# What the task requires:
Report how many lines in the rows below contain the string "give", matching case exactly. Reply with the number alone.

** Start of Supplied records **

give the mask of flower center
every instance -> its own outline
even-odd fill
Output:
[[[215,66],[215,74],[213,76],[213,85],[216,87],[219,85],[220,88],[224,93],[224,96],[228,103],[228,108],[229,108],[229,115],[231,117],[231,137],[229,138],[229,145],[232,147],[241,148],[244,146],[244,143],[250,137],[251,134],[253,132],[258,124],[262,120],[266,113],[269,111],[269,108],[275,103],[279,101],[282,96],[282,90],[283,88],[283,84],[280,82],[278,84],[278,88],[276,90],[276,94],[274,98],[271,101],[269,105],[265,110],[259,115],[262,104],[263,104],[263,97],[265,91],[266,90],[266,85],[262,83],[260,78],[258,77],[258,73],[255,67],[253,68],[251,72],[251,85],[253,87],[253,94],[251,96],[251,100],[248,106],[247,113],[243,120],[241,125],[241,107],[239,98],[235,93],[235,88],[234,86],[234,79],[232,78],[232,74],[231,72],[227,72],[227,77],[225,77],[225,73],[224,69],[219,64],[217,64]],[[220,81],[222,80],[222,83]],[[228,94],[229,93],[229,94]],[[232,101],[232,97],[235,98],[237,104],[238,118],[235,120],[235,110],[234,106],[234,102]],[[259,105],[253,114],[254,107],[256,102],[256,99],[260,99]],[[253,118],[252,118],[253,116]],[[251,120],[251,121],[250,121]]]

** End of Supplied records **
** Start of Supplied records **

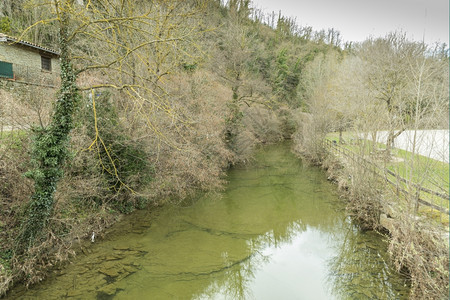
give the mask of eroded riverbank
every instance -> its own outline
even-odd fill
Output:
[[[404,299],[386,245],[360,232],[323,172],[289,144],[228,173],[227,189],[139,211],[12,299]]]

** End of Supplied records **

# Written response:
2